[Activity 1]: In the UNICEF statement on Somalia, how many people have fled the fighting in Mogadishu since February?
[Activity 2]: Continue the UNICEF statement on Somalia from its final sentence.

[Excerpt]:
"We deplore the indiscriminate shelling of a medical facility," said UNICEF Representative in Somalia Christian Balslev-Olesen, "It is an action that is totally unacceptable and one for which no justification can be given."
"Where is the accountability in this conflict? Every day thousands of displaced people - most of them women and children - are living a nightmare of violence. Lacking food and shelter; poor water and sanitation they are enduring a perilous and intolerable existence. UNICEF's ability to deliver much-needed supplies is also hampered by the fighting. We cannot access our warehouses in Mogadishu and we cannot effectively reach the people who need our assistance the most," added Balslev-Olesen.
Some 340,000 have fled the fighting in Mogadishu since February. There have been reports of attacks by bandits and once arriving in communities, the displaced are overwhelming the existing social services. Acute watery diarrhoea is a growing concern as public sanitation systems are strained. Further health risks continue in Mogadishu, where insecurity in some areas has hindered collection of dead and decomposing bodies.

[Supplied information]:
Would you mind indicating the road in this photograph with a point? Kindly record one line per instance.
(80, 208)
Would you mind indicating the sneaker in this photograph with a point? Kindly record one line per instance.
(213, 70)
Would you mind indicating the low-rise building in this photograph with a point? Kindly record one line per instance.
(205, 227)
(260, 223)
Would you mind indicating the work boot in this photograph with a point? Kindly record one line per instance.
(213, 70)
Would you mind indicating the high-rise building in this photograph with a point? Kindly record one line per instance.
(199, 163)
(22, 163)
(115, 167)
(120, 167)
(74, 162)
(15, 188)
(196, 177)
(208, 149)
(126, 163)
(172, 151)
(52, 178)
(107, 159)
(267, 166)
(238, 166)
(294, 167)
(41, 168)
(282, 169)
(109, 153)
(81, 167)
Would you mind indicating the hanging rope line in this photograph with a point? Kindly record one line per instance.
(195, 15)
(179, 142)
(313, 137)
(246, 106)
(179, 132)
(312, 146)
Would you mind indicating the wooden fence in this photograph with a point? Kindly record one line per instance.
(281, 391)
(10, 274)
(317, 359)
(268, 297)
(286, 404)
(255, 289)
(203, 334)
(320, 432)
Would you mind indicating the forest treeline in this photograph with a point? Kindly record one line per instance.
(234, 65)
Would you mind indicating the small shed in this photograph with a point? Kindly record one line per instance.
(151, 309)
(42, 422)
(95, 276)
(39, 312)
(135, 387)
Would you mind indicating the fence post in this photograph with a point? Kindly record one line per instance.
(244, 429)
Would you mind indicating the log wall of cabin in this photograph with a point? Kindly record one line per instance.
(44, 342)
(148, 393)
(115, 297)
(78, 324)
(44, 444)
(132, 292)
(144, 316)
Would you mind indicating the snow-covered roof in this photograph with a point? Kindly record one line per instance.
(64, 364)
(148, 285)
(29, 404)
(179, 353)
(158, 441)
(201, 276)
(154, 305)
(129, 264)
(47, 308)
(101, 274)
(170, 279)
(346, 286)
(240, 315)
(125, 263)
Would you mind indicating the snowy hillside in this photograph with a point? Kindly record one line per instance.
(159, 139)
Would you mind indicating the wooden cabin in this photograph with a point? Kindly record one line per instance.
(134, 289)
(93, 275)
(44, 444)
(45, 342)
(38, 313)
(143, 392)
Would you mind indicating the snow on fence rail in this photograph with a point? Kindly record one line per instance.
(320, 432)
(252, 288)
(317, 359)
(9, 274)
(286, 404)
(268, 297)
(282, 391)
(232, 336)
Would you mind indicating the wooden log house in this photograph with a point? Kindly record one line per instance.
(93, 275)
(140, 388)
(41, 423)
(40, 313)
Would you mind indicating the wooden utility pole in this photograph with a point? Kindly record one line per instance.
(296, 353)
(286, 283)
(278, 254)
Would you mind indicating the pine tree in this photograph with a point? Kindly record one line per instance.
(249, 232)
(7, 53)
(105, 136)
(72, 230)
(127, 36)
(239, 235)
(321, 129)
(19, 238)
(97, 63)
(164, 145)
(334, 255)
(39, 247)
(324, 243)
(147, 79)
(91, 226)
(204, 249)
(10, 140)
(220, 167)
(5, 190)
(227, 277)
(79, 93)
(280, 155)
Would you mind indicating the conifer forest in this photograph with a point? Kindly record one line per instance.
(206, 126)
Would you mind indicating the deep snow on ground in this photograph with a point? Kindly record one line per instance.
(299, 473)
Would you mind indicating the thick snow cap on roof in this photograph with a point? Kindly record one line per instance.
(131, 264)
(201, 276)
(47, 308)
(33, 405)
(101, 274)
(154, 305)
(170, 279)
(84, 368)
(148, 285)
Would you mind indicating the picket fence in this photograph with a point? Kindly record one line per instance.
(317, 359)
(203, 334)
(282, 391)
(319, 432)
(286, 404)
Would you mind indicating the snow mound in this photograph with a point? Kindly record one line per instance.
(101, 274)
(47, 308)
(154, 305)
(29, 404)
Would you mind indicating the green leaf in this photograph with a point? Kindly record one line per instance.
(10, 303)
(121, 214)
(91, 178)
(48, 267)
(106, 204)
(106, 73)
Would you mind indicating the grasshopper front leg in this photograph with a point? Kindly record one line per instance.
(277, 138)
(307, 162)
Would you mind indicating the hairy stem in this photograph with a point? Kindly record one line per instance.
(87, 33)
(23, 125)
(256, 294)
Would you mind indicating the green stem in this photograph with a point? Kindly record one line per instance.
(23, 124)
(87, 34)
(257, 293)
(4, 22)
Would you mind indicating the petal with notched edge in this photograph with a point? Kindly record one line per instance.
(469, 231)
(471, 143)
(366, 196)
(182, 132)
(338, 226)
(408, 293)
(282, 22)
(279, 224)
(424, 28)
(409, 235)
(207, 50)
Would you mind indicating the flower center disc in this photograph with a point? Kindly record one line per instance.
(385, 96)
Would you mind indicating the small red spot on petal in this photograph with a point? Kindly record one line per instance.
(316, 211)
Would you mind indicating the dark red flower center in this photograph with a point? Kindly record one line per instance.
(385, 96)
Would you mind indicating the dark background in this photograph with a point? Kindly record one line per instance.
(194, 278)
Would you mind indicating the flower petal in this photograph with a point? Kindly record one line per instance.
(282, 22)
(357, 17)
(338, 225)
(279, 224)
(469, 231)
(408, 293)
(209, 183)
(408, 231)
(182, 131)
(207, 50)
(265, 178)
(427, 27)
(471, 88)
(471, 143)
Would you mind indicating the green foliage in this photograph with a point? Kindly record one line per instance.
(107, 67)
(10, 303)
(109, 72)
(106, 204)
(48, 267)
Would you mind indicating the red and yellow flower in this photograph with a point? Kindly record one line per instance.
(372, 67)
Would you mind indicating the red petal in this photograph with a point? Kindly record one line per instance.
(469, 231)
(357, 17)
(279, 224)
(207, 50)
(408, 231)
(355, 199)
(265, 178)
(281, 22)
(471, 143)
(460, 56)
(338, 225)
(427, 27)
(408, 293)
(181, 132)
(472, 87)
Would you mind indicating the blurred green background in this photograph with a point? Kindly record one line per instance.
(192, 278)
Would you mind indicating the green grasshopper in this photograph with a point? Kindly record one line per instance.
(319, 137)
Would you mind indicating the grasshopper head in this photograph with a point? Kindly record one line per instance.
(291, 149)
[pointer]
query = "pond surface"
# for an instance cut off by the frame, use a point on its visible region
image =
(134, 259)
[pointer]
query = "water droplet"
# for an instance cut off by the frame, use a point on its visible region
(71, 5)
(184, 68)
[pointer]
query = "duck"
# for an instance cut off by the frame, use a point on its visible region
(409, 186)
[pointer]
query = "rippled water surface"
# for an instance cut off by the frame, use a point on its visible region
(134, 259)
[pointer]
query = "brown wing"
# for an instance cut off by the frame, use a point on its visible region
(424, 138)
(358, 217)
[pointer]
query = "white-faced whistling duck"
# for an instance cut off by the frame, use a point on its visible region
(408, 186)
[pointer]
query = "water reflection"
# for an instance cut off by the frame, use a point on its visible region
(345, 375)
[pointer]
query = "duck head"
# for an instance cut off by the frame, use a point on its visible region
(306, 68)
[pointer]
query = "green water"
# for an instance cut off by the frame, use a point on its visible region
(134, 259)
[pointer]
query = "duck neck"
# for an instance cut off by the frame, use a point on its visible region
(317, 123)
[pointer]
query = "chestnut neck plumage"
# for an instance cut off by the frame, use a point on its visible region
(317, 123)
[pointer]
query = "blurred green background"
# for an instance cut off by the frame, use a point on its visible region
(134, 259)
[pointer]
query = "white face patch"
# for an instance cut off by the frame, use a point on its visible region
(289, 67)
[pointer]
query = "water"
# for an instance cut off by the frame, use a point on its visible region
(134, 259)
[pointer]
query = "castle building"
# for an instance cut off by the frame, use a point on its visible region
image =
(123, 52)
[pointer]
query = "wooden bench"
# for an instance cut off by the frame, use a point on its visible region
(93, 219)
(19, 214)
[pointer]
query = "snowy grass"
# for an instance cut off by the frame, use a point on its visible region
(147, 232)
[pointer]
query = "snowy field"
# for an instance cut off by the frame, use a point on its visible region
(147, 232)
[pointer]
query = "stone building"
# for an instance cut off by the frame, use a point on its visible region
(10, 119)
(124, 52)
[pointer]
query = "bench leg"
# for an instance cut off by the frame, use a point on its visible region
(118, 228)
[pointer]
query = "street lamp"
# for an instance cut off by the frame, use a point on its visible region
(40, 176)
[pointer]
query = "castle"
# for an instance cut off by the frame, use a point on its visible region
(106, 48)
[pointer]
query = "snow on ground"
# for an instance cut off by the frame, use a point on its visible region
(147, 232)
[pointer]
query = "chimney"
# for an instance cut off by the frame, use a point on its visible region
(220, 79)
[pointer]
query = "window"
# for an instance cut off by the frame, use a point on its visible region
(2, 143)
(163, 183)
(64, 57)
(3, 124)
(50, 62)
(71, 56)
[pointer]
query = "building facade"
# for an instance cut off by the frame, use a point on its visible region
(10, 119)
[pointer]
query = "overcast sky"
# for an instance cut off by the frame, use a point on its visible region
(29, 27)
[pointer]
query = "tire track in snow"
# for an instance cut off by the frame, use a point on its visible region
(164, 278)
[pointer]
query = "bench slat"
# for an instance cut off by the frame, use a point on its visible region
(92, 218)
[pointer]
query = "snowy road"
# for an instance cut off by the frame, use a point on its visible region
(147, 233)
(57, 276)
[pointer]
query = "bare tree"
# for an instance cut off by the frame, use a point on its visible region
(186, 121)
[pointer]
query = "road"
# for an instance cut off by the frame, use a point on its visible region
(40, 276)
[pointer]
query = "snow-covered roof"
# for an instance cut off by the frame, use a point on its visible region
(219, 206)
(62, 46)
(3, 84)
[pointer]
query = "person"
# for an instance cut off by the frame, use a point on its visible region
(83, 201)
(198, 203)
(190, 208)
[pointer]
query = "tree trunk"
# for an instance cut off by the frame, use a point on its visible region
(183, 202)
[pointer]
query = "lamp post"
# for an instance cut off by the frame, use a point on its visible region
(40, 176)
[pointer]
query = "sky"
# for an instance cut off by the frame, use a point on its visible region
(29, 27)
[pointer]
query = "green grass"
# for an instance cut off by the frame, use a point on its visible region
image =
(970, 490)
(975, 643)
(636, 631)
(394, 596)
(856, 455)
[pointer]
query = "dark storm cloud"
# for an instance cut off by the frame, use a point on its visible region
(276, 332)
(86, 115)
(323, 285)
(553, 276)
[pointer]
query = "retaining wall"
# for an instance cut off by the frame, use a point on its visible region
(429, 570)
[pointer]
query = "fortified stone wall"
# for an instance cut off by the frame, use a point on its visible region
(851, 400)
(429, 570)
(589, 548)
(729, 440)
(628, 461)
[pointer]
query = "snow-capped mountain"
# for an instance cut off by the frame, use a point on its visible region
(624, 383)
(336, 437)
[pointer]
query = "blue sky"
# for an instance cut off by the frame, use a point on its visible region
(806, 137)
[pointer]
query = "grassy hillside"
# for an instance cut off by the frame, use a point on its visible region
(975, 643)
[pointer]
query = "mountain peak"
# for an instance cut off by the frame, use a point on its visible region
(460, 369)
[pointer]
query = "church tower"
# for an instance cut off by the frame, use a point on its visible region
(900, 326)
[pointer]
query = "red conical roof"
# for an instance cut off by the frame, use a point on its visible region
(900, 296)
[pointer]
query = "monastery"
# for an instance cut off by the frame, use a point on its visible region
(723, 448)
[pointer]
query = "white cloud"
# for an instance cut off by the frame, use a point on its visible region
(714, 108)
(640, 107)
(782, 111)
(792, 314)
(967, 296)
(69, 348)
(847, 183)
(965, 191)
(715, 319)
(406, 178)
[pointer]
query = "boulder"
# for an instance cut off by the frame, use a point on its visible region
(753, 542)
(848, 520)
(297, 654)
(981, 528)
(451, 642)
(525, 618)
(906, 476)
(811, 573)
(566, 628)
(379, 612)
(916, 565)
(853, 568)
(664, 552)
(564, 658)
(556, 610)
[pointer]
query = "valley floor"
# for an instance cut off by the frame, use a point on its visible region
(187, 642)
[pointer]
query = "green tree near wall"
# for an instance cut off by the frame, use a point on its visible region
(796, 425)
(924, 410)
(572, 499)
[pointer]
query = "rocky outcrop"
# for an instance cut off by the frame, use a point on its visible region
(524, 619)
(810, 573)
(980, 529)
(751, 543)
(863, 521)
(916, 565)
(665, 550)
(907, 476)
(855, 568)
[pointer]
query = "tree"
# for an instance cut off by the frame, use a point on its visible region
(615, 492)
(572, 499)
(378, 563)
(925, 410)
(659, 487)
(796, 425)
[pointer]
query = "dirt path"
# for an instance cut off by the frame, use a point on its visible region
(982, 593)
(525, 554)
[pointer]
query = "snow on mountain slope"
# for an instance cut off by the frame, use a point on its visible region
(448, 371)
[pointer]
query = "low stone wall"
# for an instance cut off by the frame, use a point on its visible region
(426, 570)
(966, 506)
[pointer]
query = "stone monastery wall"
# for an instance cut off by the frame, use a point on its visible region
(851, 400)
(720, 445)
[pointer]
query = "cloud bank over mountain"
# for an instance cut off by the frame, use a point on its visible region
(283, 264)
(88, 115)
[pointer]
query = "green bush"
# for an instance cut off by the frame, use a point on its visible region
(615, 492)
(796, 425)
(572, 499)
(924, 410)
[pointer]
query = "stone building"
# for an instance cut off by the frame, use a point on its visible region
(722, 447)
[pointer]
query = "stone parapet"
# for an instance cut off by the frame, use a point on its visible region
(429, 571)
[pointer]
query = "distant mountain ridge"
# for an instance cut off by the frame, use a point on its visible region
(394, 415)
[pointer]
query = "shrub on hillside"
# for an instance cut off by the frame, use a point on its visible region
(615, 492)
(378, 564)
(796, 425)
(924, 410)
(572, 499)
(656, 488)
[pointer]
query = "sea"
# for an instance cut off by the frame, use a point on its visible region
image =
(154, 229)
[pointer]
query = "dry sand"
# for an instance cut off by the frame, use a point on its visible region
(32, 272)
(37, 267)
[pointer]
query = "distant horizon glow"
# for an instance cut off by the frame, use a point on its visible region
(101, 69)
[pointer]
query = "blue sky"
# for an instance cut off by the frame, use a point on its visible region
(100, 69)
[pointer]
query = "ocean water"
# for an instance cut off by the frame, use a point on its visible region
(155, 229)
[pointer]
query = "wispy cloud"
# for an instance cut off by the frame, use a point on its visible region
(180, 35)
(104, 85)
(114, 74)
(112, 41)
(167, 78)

[Answer space 1]: Some 340,000 people.

[Answer space 2]:
Central and Southern Somalia reported 16,597 cases of acute watery diarrhoea since January, including 37 confirmed cases of cholera and 593 deaths as of April 15. Mogadishu alone had 5,664 cases of acute watery diarrhoea through Apr. 7, including 24 cholera cases and 92 deaths.
Child protection monitors in Mogadishu report that children have been victims of indiscriminate shooting and shelling. Displacement is also forcing women to search for food, water and shelter, forcing them to leave their children unattended. UNICEF is mobilizing and supporting partner organizations to identify and reunite with their families the hundreds of children who have lost their parents during the fighting.
UNICEF assistance has included chlorination of water sources, four water 5,000-litre water bladders for areas around Mogadishu, Oral Rehydration Salts and intravenous rehydration kits for the treatment of acute watery diarrhoea, anti-malaria treatment and rapid diagnostic tests, social mobilization to raise awareness on hygiene and sanitation issues, pre-positioning of emergency supplies, cholera kits, jerry cans and blankets.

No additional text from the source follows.